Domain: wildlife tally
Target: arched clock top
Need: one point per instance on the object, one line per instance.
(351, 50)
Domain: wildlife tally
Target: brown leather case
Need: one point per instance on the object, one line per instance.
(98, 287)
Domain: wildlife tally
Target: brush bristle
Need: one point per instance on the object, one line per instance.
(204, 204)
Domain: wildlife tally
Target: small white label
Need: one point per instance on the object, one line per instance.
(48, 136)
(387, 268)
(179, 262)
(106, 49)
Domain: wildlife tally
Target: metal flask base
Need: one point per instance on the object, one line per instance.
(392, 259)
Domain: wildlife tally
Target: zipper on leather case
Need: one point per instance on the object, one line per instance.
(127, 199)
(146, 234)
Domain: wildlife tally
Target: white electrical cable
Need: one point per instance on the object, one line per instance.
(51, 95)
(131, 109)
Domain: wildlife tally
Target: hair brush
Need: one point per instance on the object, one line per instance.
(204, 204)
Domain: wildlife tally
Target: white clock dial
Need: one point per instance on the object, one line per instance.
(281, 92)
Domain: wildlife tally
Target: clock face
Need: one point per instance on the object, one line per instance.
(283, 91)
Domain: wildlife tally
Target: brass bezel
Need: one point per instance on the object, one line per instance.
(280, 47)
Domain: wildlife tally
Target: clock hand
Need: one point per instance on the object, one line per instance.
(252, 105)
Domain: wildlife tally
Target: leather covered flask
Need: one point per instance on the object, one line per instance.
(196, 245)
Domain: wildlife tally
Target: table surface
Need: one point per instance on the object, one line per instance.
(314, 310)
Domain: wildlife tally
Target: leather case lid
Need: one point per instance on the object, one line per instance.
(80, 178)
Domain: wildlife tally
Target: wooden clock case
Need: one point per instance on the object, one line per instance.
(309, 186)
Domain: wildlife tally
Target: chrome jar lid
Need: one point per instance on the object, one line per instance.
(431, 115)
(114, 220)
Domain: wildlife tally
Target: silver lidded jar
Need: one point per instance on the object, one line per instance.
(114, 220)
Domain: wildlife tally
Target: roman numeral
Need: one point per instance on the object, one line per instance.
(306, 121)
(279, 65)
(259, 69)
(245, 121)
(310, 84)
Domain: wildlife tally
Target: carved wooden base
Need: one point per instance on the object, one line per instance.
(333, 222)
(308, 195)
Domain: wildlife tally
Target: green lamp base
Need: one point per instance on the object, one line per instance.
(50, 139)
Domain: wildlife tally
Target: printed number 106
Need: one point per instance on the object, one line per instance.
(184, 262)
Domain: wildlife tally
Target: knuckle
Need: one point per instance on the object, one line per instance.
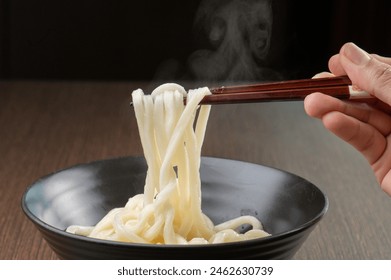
(382, 78)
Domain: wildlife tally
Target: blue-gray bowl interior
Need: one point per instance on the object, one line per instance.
(288, 206)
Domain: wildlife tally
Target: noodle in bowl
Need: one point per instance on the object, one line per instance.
(180, 203)
(289, 207)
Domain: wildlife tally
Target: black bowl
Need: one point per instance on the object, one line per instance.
(287, 205)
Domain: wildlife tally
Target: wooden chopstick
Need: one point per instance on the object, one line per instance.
(293, 84)
(338, 87)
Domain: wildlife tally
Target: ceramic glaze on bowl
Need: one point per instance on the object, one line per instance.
(288, 206)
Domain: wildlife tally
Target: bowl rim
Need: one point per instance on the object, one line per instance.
(274, 237)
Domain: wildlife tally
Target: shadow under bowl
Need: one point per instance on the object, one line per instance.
(288, 206)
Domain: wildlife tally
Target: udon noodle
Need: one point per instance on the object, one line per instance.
(169, 210)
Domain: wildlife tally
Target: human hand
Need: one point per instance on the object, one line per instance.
(366, 127)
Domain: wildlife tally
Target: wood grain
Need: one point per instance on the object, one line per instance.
(45, 127)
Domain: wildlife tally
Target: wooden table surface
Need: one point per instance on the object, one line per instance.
(46, 126)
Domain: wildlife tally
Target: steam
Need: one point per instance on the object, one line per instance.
(234, 36)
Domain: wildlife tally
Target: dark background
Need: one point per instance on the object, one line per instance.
(128, 40)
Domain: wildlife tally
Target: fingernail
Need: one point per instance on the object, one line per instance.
(355, 54)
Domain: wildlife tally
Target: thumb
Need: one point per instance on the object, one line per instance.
(367, 72)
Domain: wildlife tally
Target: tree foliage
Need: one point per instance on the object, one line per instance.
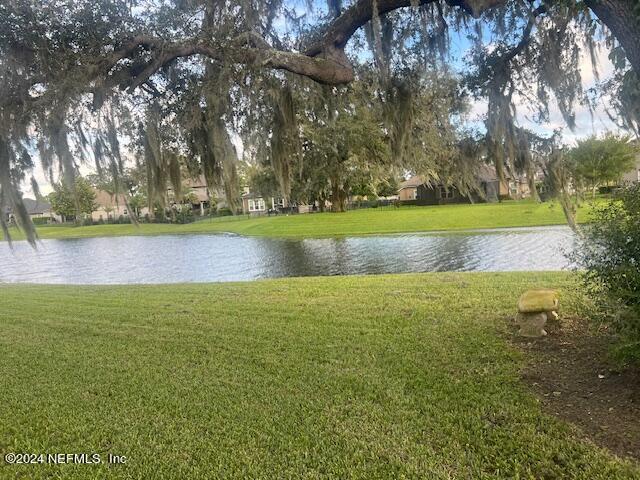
(610, 256)
(69, 202)
(182, 79)
(600, 160)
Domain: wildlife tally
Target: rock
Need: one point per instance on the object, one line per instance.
(538, 300)
(531, 324)
(535, 307)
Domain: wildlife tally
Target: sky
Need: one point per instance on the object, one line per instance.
(586, 124)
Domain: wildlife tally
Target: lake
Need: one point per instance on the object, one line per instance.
(227, 257)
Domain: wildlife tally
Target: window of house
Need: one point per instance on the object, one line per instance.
(256, 205)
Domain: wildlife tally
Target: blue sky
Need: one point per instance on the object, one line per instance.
(459, 47)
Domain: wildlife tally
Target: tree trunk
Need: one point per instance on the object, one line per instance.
(623, 19)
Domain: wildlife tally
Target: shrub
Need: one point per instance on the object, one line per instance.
(609, 251)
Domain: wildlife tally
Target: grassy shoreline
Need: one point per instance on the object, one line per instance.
(354, 223)
(284, 378)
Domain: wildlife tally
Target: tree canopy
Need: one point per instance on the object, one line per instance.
(600, 160)
(174, 82)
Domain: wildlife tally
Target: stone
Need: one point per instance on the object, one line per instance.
(538, 300)
(531, 324)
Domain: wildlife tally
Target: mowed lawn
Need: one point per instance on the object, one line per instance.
(403, 376)
(356, 222)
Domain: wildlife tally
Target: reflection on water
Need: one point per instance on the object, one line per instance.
(219, 258)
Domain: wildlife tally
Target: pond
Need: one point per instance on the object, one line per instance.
(226, 257)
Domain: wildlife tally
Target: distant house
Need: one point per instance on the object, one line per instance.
(408, 190)
(633, 175)
(491, 189)
(254, 204)
(201, 193)
(39, 209)
(109, 206)
(36, 209)
(513, 187)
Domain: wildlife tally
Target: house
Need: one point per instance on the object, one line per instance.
(255, 204)
(633, 175)
(37, 209)
(199, 190)
(422, 193)
(513, 187)
(109, 206)
(491, 189)
(408, 190)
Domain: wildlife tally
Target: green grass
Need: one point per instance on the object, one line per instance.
(355, 222)
(404, 376)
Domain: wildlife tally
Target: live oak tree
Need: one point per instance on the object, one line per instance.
(68, 202)
(597, 161)
(182, 77)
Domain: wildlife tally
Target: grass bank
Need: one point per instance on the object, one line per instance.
(356, 222)
(345, 377)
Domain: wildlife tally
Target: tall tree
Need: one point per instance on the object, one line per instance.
(598, 161)
(83, 73)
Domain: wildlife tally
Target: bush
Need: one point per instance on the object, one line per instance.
(609, 251)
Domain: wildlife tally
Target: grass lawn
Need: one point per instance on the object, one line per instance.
(403, 376)
(355, 222)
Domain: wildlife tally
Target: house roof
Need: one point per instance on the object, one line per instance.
(105, 199)
(487, 173)
(413, 182)
(251, 195)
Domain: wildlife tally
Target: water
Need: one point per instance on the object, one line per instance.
(226, 257)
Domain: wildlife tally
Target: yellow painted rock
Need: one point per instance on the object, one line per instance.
(538, 300)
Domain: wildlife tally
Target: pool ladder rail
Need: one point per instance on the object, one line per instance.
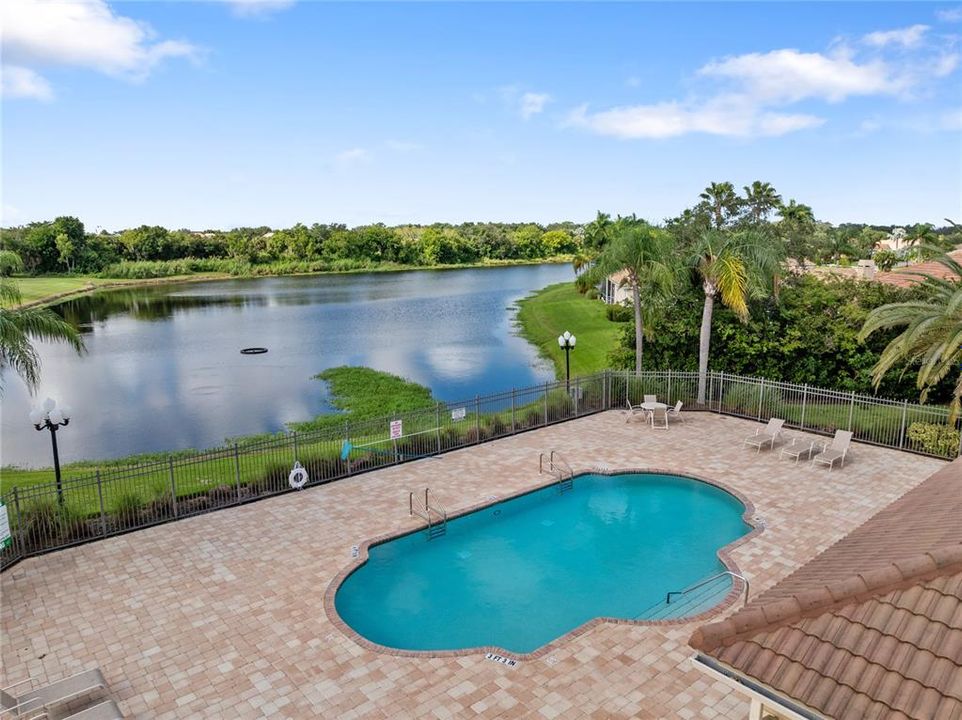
(558, 467)
(701, 583)
(431, 511)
* * *
### Objective
Print the full listing exactly, dropping the pictures.

### Exercise response
Domain: wildlife tally
Target: arched clock top
Need: one point per instance on the object, one line per instance.
(351, 50)
Domain: wildlife tally
Target: brown leather case
Need: one point per instance on the object, one line per instance.
(98, 287)
Domain: wildlife tally
Target: brush bristle
Need: one point per instance on the object, one line per instance.
(204, 204)
Domain: wildlife tally
Target: small white label
Need: one point per instance on the object, one line per instance.
(48, 136)
(387, 268)
(179, 262)
(106, 49)
Domain: wildlife tally
Target: metal flask base
Need: one point per instance on the object, one line per instance.
(392, 259)
Domain: wildlife tally
Target: zipper on leather case
Need: one point per instance on the object, one line per instance.
(127, 199)
(146, 234)
Domain: wildlife tally
Target: white electrical cable
Need: one point per instance on the object, one line per instance.
(51, 95)
(131, 109)
Domain: wildlife tally
Target: hair brush
Need: one point per instance on the object, one line per instance.
(204, 204)
Domain: wildlife tally
Target: white clock dial
Need: one point per instance on the object, one line per instance.
(281, 92)
Domain: wildlife tally
Target: clock face
Need: one point per instance on the object, one line per instance.
(283, 91)
Domain: wildlife tally
Target: brass bezel
Need: one point per instance on the object, one line per instance.
(280, 47)
Domain: wildlife tally
Target: clock hand
Need: one point per instance on the object, one line per instance.
(252, 105)
Domain: wildlife tally
Target: leather covered flask
Need: one point per instance on the object, one line per instance.
(196, 245)
Domain: wildlife tally
Target: table surface
Need: one point per instance on the object, one line per instance.
(314, 310)
Domain: wildlife tally
Target: leather case lid
Need: one point per instance on the object, one line per instance.
(80, 178)
Domain: wildlife tally
Target: wooden clock case
Need: one point per instance on the object, one line per instance.
(309, 186)
Domain: wildlife tally
Target: chrome jar lid
Need: one point per instance on the object, one line per instance.
(431, 115)
(114, 220)
Domain: wildlife tally
Target: silver lidded jar
Need: one point per instance on the object, one line per instance.
(114, 220)
Domain: wildlife tally
Target: roman numeral
Need: one point per instance on the object, one line per instance.
(306, 121)
(279, 65)
(259, 69)
(245, 121)
(310, 84)
Domain: wildlife tally
Target: carved wooden base
Need: one point per instance on the object, one line per instance.
(333, 222)
(308, 195)
Domain: wildlife tally
Target: green lamp base
Need: one point per instance on the object, one line per instance.
(50, 139)
Domain: wildlife tally
Target: printed number 106
Need: one point per instance on the object, one line per instance.
(184, 262)
Domain: wildlife tally
Target: knuckle
Need: one point per instance on the object, one line per instance.
(382, 78)
Domain: wildlife tally
Target: blue-gray bowl interior
Need: one point per instance on the object, one line per instance.
(288, 206)
Domain: wildlife tally
Target: noodle in bowl
Need: one point per instance on the object, one line per instance.
(180, 203)
(289, 207)
Domain: wildlife tally
Target: black bowl
Need: one point per instance on the object, one line per instance.
(287, 205)
Domain: wildlife tally
Target: wooden chopstick
Need: one point per instance on the object, one line per instance.
(293, 84)
(338, 87)
Domain: wildlife tally
Target: ceramic glaze on bowl
Need: one point per instance on the object, one line per instance.
(288, 206)
Domain: wildlife tally
Target: bowl rim
Need: one point per instance on the object, one line per instance.
(274, 237)
Domain: wildlife tally
Target: shadow under bowl
Need: one point per instance on the object, one line per instance.
(288, 206)
Domain: wildlife tally
Target: udon noodle
Need: one point per instance on the object, one line per instance.
(169, 210)
Domain: wildlife tally
Target: human hand
Need: one point per instance on the object, one line per instance.
(366, 127)
Domain: wildlife tally
Target: wood grain
Need: one point per instance on the object, one line per instance.
(45, 127)
Domain: wildlife tally
Target: wooden table surface
Need: one point per instance on the object, one line per instance.
(46, 126)
Domain: wildlife tally
Target: steam
Need: one point per instance on the object, one line per instance.
(234, 36)
Domain: wildlife tally
Target: dark background
Need: one point per instance on the object, one line per instance.
(128, 40)
Domain: wildlife tally
Target: fingernail
Need: one point per instance on the object, one line per instance.
(355, 54)
Domain: wildlife tally
Target: thumb
Need: one point per instance on the object, one line per instance.
(367, 72)
Domain: wildlife tally
Target: tree foliage
Need: one point per instance on the object, one line per instance.
(610, 256)
(69, 202)
(182, 79)
(600, 160)
Domain: wildlife tally
Target: rock
Need: one point per instance on the object, one line per instance.
(538, 300)
(531, 324)
(535, 307)
Domain: wildlife tally
Target: sky
Need: one point per instance on the object, one line per instance.
(586, 124)
Domain: wildlife tally
Target: lake
Need: one point per instance on the object, one line per instance.
(227, 257)
Domain: wildlife tally
Target: window of house
Need: one point per instance on the object, one line per instance.
(256, 205)
Domain: wildlife tally
Target: blue sky
Need: one point per instance on the object, one line per instance.
(459, 47)
Domain: wildlife tally
Target: tree trunk
Need: one point per instance on the object, one line per instance.
(623, 19)
Domain: wildlife tally
Target: shrub
Need: one point per instance on the object, one line per instance.
(609, 251)
Domain: wildlife tally
Target: grassy shoreline
Need: one point per instance on the object, one line per instance.
(354, 223)
(284, 378)
Domain: wildlife tally
Target: tree canopy
Need: one point per instance on the object, one line per instance.
(600, 160)
(174, 82)
Domain: wildlife tally
Target: stone
Need: one point per instance on the object, one line per instance.
(538, 300)
(531, 324)
Domain: wildlife tally
Target: mowed lawn
Need: one point per instance on the object, one line per instance.
(403, 376)
(356, 222)
Domain: wildlife tally
Target: reflection on water
Need: one point per instance on the object, one line per instance.
(219, 258)
Domain: wildlife tally
Target: pond
Need: one point per instance on the object, one line per instance.
(226, 257)
Domain: wildlife tally
Target: distant house
Need: one point per instance on the object, one line per instance.
(408, 190)
(633, 175)
(491, 189)
(254, 204)
(201, 193)
(39, 209)
(109, 206)
(36, 209)
(513, 187)
Domain: wildlife tally
Target: house
Need: one point per instance on the object, one line per instance.
(255, 204)
(633, 175)
(37, 209)
(199, 190)
(422, 193)
(513, 187)
(109, 206)
(491, 189)
(408, 190)
Domain: wildlife tally
Target: green grass
Need: one point per instance on the object, one line per instance.
(355, 222)
(404, 376)
Domain: wildlife tally
Target: live oak tree
Need: one point per instance on the object, one line per instance.
(68, 202)
(597, 161)
(182, 77)
Domain: wildlife tally
Target: grass bank
Need: one point per instance on the object, one line per instance.
(356, 222)
(345, 377)
Domain: wildlife tally
Target: tall tree
Need: one point per instance on the object, one line per instance.
(598, 161)
(83, 73)
Domain: wildlife tally
Target: bush
Need: one point per instance on the object, one line per instance.
(609, 251)
Domain: wildlife tally
Target: grass lawn
Need: one point per instance on the object, one line per instance.
(403, 376)
(355, 222)
Domain: wildlife tally
Target: house roof
Need: one point per instance on the object, one line per instance.
(105, 199)
(487, 173)
(413, 182)
(251, 195)
Domain: wildlife tally
Target: water
Need: one point per instance on the object, one line per instance.
(226, 257)
Domain: wildlife tally
Target: yellow painted rock
Need: one point per instance on the object, one line per instance.
(538, 300)
Domain: wildlife tally
Target: pool ladder rail
Need: one point per instance on the object, one line per instance.
(558, 467)
(701, 583)
(431, 511)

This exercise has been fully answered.